Once you find the line with "Provide the location of each instance of the weathered" in the entries below, return exactly every line from it through the line with "Provide the location of each instance of the white".

START GIVEN INFORMATION

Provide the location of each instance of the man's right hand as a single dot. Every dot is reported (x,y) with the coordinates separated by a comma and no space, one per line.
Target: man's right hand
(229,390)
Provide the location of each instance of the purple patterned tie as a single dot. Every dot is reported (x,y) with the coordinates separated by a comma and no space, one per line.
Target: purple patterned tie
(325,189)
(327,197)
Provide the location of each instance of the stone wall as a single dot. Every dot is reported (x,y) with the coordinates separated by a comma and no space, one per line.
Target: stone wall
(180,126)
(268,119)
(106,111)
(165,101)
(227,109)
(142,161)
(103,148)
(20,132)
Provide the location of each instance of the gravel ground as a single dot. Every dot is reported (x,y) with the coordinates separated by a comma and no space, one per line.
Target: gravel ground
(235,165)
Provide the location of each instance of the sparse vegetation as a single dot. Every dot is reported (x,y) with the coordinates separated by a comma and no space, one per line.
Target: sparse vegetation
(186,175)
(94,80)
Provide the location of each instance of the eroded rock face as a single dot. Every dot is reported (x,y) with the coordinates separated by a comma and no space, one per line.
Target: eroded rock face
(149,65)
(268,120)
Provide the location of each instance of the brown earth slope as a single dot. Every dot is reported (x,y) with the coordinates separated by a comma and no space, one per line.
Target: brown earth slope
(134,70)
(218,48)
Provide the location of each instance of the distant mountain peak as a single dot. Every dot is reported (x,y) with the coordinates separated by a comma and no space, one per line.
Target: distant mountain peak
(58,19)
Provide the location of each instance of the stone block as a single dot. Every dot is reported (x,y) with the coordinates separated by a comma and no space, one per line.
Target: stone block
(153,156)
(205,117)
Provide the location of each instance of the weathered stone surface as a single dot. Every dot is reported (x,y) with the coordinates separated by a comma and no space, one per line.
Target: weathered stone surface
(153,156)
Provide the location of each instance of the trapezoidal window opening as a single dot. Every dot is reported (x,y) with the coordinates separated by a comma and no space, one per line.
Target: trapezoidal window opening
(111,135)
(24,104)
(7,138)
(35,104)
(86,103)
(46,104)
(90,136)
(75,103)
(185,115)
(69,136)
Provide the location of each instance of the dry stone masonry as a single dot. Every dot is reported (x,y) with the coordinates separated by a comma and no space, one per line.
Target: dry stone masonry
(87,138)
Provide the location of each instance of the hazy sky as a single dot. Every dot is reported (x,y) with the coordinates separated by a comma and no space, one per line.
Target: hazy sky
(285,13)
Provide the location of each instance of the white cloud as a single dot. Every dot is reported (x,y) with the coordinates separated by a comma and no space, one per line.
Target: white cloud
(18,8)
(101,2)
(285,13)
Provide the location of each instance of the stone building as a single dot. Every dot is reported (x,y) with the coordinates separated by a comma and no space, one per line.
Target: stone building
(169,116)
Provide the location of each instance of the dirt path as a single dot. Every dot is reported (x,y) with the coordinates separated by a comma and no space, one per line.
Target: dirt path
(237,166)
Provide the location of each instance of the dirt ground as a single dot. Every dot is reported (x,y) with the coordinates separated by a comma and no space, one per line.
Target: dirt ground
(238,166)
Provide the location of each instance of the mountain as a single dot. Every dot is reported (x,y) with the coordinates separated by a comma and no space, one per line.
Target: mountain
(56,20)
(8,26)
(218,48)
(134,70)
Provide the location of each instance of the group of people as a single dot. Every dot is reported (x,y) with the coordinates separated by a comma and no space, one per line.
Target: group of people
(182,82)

END GIVEN INFORMATION

● RESULT
Provide the location of each instance of the weathered stone surface as a single dot. Every dot is reported (x,y) with the coordinates separated by a comma and no space, one per line.
Target: weathered stone surface
(153,156)
Provide the location of each instance of the trapezoidal window opening as a single dot. Every dot is reported (x,y) with the coordinates separated by a comma and no space, one per line.
Target: trapezoidal window opening
(111,135)
(24,104)
(7,138)
(35,104)
(86,103)
(46,104)
(90,136)
(75,103)
(185,115)
(69,136)
Provide the location of each instance of the dry stone masonry as a single dot. Every dot is reported (x,y) with the coordinates separated by a comma and no space, one per line.
Target: dry stone masonry
(87,138)
Provide the location of each instance of the hazy sky as a single dot. Every dot is reported (x,y) with the coordinates separated by a comma and no space, one per line.
Target: hazy sky
(285,13)
Provide the location of each instance of the white cloud as a single dot. Every dot is reported (x,y) with the coordinates separated by a comma and no space, one per line.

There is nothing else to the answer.